# Short problem
Produce an exact copy of the lines from the line containing "Could you point out the wheel arch" through the last line of the entries below, and only those lines.

[Collected data entries]
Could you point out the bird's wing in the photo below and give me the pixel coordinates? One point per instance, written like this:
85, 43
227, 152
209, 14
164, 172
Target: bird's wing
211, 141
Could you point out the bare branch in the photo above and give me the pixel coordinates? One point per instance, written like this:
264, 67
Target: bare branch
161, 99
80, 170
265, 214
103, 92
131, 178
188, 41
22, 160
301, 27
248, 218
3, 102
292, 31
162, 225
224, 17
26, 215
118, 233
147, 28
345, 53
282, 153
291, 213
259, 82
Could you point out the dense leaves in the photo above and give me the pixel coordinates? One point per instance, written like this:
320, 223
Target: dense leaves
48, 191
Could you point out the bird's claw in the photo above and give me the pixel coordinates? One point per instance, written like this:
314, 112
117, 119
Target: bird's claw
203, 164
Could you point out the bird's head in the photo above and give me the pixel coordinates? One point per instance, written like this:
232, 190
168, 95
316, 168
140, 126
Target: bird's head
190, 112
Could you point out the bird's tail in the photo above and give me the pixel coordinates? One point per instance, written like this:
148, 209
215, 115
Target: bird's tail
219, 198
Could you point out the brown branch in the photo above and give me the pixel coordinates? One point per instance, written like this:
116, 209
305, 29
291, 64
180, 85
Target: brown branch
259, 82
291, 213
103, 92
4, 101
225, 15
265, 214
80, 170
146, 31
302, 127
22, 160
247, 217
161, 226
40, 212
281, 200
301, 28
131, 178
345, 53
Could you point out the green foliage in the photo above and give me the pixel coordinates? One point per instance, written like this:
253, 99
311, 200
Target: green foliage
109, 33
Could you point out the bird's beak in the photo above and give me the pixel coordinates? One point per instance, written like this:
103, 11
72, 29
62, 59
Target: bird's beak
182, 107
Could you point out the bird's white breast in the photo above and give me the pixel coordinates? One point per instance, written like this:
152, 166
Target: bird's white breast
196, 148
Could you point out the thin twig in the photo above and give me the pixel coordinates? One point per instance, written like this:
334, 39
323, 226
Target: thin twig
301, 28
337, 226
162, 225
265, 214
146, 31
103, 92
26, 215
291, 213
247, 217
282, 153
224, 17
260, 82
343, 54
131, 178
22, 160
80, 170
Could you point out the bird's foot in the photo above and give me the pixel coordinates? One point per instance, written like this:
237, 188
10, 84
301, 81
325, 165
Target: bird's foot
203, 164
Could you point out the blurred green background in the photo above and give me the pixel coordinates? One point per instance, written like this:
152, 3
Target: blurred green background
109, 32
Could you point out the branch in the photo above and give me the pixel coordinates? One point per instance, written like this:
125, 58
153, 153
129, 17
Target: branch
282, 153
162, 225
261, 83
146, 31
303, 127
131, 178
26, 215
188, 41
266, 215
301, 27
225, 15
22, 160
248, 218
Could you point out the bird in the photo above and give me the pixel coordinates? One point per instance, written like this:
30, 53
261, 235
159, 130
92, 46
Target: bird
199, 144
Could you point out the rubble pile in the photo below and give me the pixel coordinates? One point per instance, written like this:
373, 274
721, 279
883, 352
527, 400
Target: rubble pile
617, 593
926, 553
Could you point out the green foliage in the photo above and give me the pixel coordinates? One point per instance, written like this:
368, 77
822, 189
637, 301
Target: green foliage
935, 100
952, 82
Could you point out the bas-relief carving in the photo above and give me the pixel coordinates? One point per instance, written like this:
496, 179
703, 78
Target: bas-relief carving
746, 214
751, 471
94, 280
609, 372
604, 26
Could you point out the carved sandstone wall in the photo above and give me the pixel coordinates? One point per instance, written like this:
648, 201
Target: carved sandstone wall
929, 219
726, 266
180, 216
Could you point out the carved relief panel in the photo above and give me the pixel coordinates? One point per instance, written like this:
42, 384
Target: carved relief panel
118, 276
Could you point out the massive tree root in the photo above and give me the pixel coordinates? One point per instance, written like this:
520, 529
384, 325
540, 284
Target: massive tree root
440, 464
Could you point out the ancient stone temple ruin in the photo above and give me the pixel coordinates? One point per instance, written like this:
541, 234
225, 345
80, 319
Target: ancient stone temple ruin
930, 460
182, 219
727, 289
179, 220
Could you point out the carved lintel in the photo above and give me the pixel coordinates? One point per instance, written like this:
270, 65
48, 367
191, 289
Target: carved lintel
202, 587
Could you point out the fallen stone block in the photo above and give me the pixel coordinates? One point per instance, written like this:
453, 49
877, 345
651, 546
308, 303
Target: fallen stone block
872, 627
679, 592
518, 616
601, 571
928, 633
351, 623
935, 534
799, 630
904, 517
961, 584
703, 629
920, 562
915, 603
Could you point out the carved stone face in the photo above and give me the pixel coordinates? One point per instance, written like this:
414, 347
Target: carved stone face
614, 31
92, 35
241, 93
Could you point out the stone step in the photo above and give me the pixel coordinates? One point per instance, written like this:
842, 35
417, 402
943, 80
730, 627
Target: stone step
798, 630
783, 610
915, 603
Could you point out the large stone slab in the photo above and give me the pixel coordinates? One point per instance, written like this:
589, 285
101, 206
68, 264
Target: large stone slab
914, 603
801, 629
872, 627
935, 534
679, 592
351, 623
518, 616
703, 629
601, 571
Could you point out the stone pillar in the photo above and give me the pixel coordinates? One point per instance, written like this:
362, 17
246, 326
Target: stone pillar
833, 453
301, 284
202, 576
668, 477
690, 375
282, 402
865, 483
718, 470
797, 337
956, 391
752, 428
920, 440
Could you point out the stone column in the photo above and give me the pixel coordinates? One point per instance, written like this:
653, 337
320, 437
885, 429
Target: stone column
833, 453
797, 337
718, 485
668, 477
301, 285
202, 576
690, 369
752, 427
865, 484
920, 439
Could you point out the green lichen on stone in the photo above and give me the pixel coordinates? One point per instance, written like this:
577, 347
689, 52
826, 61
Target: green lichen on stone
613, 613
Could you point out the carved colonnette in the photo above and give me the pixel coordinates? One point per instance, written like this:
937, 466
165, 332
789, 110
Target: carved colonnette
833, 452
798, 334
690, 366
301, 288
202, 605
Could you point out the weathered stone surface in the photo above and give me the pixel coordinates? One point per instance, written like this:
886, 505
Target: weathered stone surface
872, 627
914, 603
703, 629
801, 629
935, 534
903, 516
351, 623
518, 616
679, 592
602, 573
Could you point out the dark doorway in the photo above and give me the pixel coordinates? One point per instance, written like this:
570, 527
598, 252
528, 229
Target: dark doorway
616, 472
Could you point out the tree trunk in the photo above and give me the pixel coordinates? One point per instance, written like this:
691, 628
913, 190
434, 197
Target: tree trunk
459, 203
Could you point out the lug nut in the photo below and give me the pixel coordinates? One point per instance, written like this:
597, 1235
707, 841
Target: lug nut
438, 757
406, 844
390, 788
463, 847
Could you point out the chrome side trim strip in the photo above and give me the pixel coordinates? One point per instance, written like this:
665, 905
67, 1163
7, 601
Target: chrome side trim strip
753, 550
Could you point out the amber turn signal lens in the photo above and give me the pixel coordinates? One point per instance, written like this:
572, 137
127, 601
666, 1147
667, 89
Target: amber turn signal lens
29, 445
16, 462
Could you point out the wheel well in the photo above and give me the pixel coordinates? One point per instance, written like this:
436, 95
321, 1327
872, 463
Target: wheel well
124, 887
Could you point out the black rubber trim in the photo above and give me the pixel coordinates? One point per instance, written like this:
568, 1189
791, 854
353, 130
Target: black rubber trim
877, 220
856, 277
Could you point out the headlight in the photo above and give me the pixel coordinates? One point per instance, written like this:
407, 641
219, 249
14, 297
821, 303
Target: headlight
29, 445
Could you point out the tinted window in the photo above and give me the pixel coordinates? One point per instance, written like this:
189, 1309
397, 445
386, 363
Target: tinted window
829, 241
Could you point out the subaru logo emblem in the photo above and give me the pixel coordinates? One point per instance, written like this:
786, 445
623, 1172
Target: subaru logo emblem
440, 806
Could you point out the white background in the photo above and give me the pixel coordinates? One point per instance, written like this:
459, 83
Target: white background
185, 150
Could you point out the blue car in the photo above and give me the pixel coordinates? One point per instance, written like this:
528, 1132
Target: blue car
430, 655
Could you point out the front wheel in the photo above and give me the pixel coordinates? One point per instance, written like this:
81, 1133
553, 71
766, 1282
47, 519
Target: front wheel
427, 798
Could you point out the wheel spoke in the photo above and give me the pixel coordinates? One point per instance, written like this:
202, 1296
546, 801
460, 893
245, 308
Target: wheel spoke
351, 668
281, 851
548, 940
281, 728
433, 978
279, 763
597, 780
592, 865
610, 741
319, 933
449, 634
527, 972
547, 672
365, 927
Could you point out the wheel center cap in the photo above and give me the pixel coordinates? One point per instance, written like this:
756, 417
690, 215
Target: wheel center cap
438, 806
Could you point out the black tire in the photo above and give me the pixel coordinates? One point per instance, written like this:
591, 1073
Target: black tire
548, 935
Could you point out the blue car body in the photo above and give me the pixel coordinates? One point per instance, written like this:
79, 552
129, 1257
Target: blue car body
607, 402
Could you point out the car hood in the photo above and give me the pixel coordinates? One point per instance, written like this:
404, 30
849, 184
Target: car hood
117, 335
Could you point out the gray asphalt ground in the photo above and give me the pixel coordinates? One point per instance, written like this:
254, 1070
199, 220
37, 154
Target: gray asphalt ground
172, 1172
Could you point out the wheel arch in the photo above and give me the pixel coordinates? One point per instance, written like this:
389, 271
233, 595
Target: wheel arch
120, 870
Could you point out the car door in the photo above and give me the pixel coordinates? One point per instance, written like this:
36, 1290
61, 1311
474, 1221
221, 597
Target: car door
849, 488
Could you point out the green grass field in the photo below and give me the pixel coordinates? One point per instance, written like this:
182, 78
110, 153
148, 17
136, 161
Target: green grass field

# Problem solution
Could you point out the wheel arch in the photo above and give me the pixel coordinates? One point per instance, written like this:
389, 271
233, 595
Target: wheel arch
120, 870
Could you point out the car door in the photo above and give me the pixel coordinates? One point per instance, written like this:
36, 1290
61, 1311
474, 1221
221, 597
Target: car door
849, 488
Could you point out the green grass field in the photo below and give me the pixel coordinates? One point per instance, written like this:
182, 78
110, 153
148, 17
136, 161
Target: green grass field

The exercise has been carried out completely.